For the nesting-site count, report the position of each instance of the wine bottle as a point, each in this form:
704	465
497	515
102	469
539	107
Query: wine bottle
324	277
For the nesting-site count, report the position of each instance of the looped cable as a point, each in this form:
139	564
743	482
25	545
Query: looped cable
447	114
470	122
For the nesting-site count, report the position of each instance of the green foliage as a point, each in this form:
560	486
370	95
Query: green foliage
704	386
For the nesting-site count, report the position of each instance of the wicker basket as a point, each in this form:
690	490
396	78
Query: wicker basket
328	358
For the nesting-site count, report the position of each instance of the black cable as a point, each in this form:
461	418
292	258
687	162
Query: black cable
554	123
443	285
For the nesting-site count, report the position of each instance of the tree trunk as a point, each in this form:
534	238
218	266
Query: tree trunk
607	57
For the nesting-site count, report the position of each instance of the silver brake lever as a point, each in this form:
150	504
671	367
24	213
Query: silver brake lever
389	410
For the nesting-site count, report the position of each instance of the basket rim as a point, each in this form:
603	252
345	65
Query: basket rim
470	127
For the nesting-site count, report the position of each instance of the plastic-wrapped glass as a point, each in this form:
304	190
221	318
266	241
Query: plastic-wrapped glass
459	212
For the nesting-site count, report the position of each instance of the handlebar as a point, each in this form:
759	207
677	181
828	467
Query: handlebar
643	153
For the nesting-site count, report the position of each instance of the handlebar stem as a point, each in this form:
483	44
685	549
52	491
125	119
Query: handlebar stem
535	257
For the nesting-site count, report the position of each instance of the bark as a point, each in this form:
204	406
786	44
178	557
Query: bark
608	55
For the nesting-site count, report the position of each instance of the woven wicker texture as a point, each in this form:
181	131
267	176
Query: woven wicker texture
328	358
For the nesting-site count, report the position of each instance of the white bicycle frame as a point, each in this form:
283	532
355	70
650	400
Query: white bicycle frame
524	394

:::::

AUFGABE:
Gib die Daten oben bitte vollständig wieder und ändere dabei jedes „nesting-site count“ zu „nest survey“; alles Übrige bleibt gleich.

ERGEBNIS:
For the nest survey, report the position of each instance of the wine bottle as a point, each in this form:
704	465
497	515
102	469
539	107
Query: wine bottle
324	277
For the nest survey, report the position of each instance of the looped cable as a point, each in this form:
139	564
743	482
25	545
Query: looped cable
447	114
470	122
For the nest survey, report the position of each instance of the green foliage as a point, each in this form:
560	486
370	95
Query: green foliage
704	386
For the nest survey, report the position of each instance of the wicker basket as a point, each in this form:
690	490
396	78
Query: wicker basket
328	358
For the nest survey, report the position of each instance of the black cable as a point, each in this form:
461	418
292	258
687	162
Query: black cable
554	123
443	285
For the nest survey, report the position of each instance of the tree trunk as a point, each in this form:
534	238
218	266
Query: tree trunk
607	57
For the nest survey, report the position of each instance of the silver brake lever as a point, each in this form:
150	504
671	367
24	213
Query: silver brake lever
389	410
For the nest survey, report the position of each instance of the basket rim as a point, each in this form:
603	252
345	65
Query: basket rim
470	127
For the nest survey, report the position of each instance of the plastic-wrapped glass as a point, each in this form:
304	190
221	318
266	241
Query: plastic-wrapped glass
459	212
For the nest survey, report the position of each instance of the handlebar as a point, each in this form:
759	207
677	181
828	467
Query: handlebar
643	153
For the nest survey, report the position of each instance of the handlebar stem as a point, each in this form:
483	44
685	549
52	491
125	119
Query: handlebar stem
535	257
For the nest survey, report the position of each instance of the bark as a point, each in this form:
204	406
786	44
178	557
Query: bark
608	55
For the nest survey, report the position of each instance of the woven wicker texture as a point, each in this form:
181	131
267	176
Query: woven wicker texture
328	358
For the nest survey, report the position of each instance of the white bicycle frame as a point, each in this form:
283	532
355	70
650	400
Query: white bicycle frame
524	394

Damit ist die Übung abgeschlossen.